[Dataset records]
►

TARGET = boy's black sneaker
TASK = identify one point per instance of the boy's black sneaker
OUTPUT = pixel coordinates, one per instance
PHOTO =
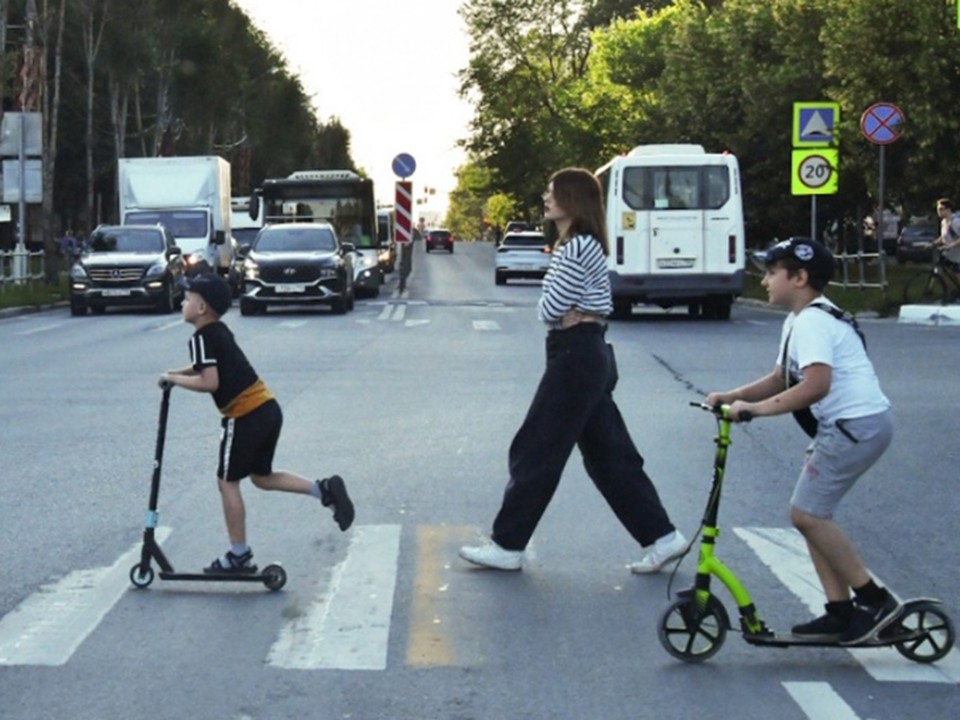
(232, 564)
(334, 492)
(868, 620)
(828, 628)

◄

> _THE EXERCISE_:
Could you print the lines above again word for word, leaving out the pictures?

> _PROBLEM SOLUTION_:
TARGET = boy's black sneaker
TASK = identify one point per instance of the boy's black sneaker
OUTPUT = pixel coordinates, one per instance
PHOTO =
(232, 564)
(334, 492)
(868, 620)
(828, 628)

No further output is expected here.